__TASK INPUTS__
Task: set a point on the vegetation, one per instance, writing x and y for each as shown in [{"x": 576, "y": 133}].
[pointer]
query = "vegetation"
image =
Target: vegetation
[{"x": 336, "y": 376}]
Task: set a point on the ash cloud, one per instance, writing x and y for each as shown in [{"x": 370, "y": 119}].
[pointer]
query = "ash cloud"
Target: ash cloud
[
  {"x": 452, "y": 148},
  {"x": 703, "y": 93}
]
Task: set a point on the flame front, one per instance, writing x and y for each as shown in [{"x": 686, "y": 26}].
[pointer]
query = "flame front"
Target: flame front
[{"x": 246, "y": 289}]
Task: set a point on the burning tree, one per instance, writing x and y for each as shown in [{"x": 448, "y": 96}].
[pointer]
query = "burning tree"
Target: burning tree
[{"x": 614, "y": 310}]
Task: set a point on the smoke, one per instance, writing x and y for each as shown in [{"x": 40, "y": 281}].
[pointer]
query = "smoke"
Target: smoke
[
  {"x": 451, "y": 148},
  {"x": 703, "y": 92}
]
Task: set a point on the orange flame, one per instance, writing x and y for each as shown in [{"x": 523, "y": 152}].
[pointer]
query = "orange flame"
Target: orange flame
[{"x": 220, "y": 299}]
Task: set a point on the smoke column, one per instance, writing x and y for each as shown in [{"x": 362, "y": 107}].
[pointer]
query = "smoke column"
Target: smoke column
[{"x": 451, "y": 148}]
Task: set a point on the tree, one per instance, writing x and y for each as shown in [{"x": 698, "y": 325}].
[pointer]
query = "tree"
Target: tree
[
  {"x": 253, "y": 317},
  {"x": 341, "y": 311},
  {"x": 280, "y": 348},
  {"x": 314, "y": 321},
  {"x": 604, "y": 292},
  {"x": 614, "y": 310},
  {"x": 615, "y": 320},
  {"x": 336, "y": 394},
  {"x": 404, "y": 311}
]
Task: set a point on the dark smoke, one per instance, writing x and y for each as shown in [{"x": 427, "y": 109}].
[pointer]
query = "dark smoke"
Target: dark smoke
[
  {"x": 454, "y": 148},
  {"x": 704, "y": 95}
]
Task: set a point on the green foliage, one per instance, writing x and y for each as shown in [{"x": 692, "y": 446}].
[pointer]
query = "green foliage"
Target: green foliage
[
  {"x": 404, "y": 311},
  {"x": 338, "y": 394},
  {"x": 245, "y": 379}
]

__GOAL OF THE EXERCISE__
Convert every line of the records above into a JSON list of strings, one string per line, leaving out blank lines.

__FULL SOLUTION__
[
  "Task: set a point on the vegetation, one per instance, writing x and y for each as shown in [{\"x\": 576, \"y\": 133}].",
  "[pointer]",
  "query = \"vegetation\"",
  "image =",
  "Target: vegetation",
  "[{\"x\": 336, \"y\": 376}]",
  "Task: set a point on the ash cloud, one per instance, writing x and y for each as shown in [{\"x\": 370, \"y\": 119}].",
  "[pointer]",
  "query = \"ash cloud\"",
  "Target: ash cloud",
  "[",
  "  {\"x\": 452, \"y\": 148},",
  "  {\"x\": 703, \"y\": 93}",
  "]",
  "Task: set a point on the flame front, one per instance, writing x and y for each as shown in [{\"x\": 686, \"y\": 26}].",
  "[pointer]",
  "query = \"flame front\"",
  "Target: flame front",
  "[{\"x\": 246, \"y\": 289}]",
  "Task: set a point on the burning tree, one per instance, writing x and y for each as shown in [{\"x\": 448, \"y\": 96}].",
  "[pointer]",
  "query = \"burning tree\"",
  "Target: burning tree",
  "[{\"x\": 614, \"y\": 310}]",
  "Task: set a point on the smoke, one per instance, writing x and y for each as shown in [{\"x\": 40, \"y\": 281}].",
  "[pointer]",
  "query = \"smoke\"",
  "Target: smoke",
  "[",
  "  {\"x\": 451, \"y\": 148},",
  "  {\"x\": 703, \"y\": 92}",
  "]",
  "Task: set a point on the orange flame, one per instance, writing x and y for each as shown in [{\"x\": 523, \"y\": 152}].",
  "[pointer]",
  "query = \"orange flame\"",
  "Target: orange flame",
  "[{\"x\": 220, \"y\": 299}]",
  "Task: set a point on the smoke column, one per instance, writing x and y for each as shown in [{\"x\": 362, \"y\": 107}].",
  "[pointer]",
  "query = \"smoke column\"",
  "Target: smoke column",
  "[{\"x\": 451, \"y\": 148}]",
  "Task: set a point on the tree, one per instance, writing x and y for each as shown in [{\"x\": 698, \"y\": 325}].",
  "[pointer]",
  "query = \"tree\"",
  "Target: tree",
  "[",
  "  {\"x\": 253, \"y\": 317},",
  "  {\"x\": 341, \"y\": 311},",
  "  {\"x\": 280, \"y\": 348},",
  "  {\"x\": 314, \"y\": 321},",
  "  {\"x\": 604, \"y\": 292},",
  "  {\"x\": 614, \"y\": 310},",
  "  {\"x\": 615, \"y\": 320},",
  "  {\"x\": 336, \"y\": 394},",
  "  {\"x\": 404, \"y\": 311}",
  "]",
  "Task: set a point on the dark smoke, one per instance, writing x and y for each as shown in [{\"x\": 427, \"y\": 109}].",
  "[pointer]",
  "query = \"dark smoke\"",
  "Target: dark smoke",
  "[",
  "  {\"x\": 454, \"y\": 148},",
  "  {\"x\": 704, \"y\": 95}",
  "]",
  "Task: set a point on the green foliage, one per instance, writing x and y for each as shown in [{\"x\": 692, \"y\": 446}].",
  "[pointer]",
  "query = \"green foliage\"",
  "Target: green foliage",
  "[",
  "  {\"x\": 404, \"y\": 311},",
  "  {\"x\": 338, \"y\": 394},",
  "  {\"x\": 245, \"y\": 379}",
  "]"
]